• _SUPPLIED TEXT_
########
All of the authors, especially Sam Harris, do a solid job of outlining how religion has been misused to the detriment of humanity. No credible argument can be made to justify the brutality of the Crusades or 9/11. That said, the fact that God’s name is misused is no argument that God does not exist. If a nation’s armed forces commit war crimes, it does not mean the nation doesn’t exist. Rather, it means the nation’s name has been brought into disrepute. Harris forgets that religion, like every other human activity with potential for good (science, politics, art), can be used for evil. Certainly, in the last century, the greatest evils — and there was a lot of competition — were not committed by people of faith but by faith’s opponents.
Hitler, Stalin, Pol Pot, and Mao were thoroughly anti-religious (although, tellingly, Hitler occasionally covered his rage at Christianity with fig leaves). In fairness, the evil they perpetrated was not most directly a consequence of their materialism, but rather their extremism and lack of humanity. However, it is at least arguable that their extremism and lack of humanity was the result of a morality unconstrained by anything other than materialism — humans and humans alone as the measure of all things. Without some anchoring, morality is subject to drift. While religion is not a perfect harbour for morality to dock in, without it there is a real danger of morality becoming that of the totalitarian state.
########
• _GIVEN TASK 1_
Copy out the part of the passage on religion and morality starting with "Hitler, Stalin, Pol" and going on through "the totalitarian state.".
• _GIVEN TASK 2_
How many lines in the entries contain the word "Category"? Reply with the number alone.
The entries have no connection to the passage on religion and morality.

• _INPUT ROWS_
########
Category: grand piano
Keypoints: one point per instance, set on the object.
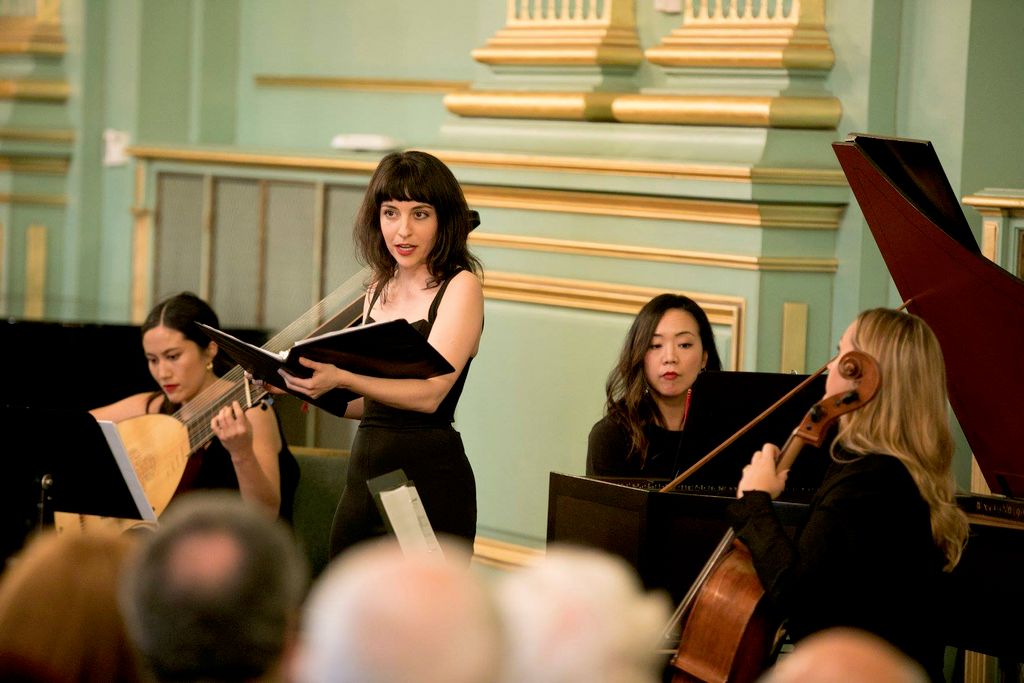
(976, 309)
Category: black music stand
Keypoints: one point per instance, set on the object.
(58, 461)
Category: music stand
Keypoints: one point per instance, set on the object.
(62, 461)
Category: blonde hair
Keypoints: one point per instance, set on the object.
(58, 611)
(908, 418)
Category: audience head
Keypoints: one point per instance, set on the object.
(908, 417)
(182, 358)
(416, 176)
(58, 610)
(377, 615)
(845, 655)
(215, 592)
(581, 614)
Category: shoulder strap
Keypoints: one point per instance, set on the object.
########
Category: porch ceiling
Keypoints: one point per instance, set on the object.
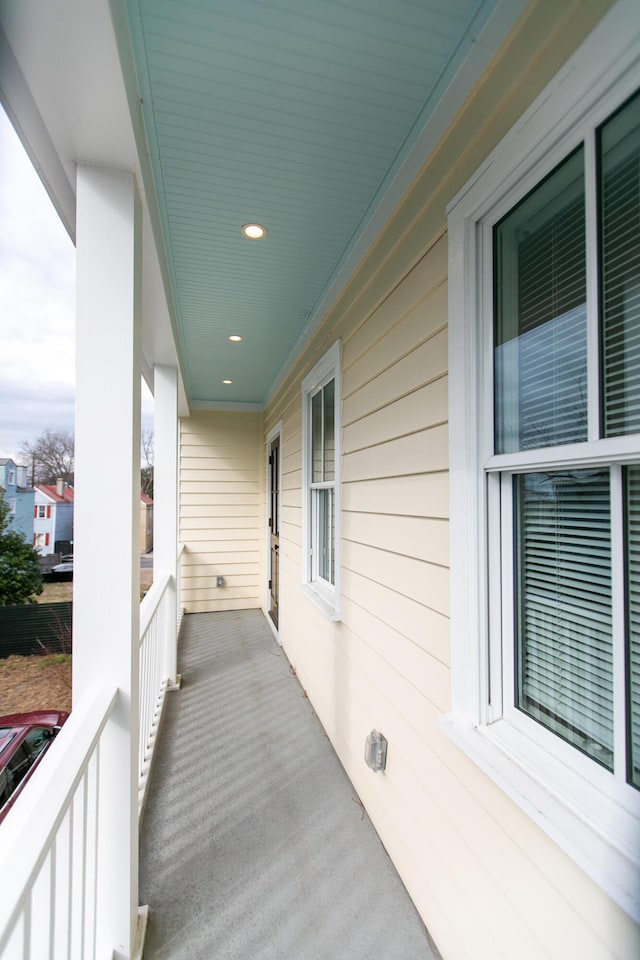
########
• _RIGHT ANSWER 1_
Hitler, Stalin, Pol Pot, and Mao were thoroughly anti-religious (although, tellingly, Hitler occasionally covered his rage at Christianity with fig leaves). In fairness, the evil they perpetrated was not most directly a consequence of their materialism, but rather their extremism and lack of humanity. However, it is at least arguable that their extremism and lack of humanity was the result of a morality unconstrained by anything other than materialism — humans and humans alone as the measure of all things. Without some anchoring, morality is subject to drift. While religion is not a perfect harbour for morality to dock in, without it there is a real danger of morality becoming that of the totalitarian state.

• _RIGHT ANSWER 2_
7